* **Requirements**
Copy the rows from the line containing "vegetation in the photo above." through the last row, both included, requests as well. Multiply every coordinate in the answers by 2.1 and round each result to a whole number, with halves rounding up.

Start Data supplied

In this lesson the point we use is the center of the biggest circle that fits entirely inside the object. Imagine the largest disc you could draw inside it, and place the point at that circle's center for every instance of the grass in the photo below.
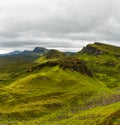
(58, 96)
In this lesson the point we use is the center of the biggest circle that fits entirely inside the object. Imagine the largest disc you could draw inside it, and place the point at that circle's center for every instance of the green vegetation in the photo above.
(83, 89)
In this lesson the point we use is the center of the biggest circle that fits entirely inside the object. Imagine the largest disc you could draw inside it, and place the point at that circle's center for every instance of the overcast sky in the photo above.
(60, 24)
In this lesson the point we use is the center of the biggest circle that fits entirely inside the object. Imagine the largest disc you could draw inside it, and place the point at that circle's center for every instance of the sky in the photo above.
(67, 25)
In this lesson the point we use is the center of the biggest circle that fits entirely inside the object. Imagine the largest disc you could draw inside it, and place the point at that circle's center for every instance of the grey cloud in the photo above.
(59, 24)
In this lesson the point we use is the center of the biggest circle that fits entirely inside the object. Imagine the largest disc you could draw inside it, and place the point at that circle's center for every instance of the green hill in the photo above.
(55, 89)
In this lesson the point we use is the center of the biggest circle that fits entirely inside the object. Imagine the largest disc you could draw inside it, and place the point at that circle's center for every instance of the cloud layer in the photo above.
(60, 24)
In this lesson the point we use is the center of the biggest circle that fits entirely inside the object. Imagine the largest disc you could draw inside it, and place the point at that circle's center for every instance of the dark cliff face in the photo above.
(71, 63)
(91, 50)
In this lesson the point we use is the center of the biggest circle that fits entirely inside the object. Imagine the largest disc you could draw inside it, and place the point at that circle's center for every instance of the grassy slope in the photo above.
(53, 96)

End Data supplied

* **Expected answer**
In this lesson the point we use is the center of the biggest circle that fits entirely inside the object. Imagine the largest disc you could draw inside it, and place the point at that circle's center for every instance of the green vegetation in the photo above.
(174, 187)
In this lesson the point we use is the center of the biggest circle that fits entirely inside the object. Imagine the largest disc you could draw inside it, and place the point at that circle's center for every instance of the overcast sky in the photo above.
(126, 50)
In this lesson the point we use is the center of the biggest circle that fits entirely inside the object. Imagine the largest disc you could draw inside it, and place the point at that circle's center for every instance of the sky in the photo above.
(141, 53)
In this lesson the point we use is the center of the biggest circle that fits entirely inside the object. Imagine the largest disc you could draw inside it, and place the point at that circle's center for every instance of the grey cloud in the photo above.
(124, 50)
In this lesson the point we use is the center of the biggest circle that fits entirely inside the object. Imagine the largest disc you could draw inside it, and place the point at that circle's center for every instance of the green hill in the photo above.
(116, 187)
In this lesson the point we use is the center of the biggest circle that fits entirely inside the object. Imagine the largest disc you could draw inside it, and place the point at that circle's center for every instance of the cloud layer in the photo above.
(126, 50)
In this lesson the point we use is the center of the biggest circle that fits entirely inside the object. Imagine the largest disc you could draw inside it, and place the point at that circle's center for every instance of the dark cliff face in the photo above.
(149, 132)
(191, 105)
In this lesson the point we use is the center of the biggest circle that fits entirely inside the object. Imagine the largest disc you could draw inside it, and place the point at that circle's center for every instance of the grassy slope in the photo above.
(111, 202)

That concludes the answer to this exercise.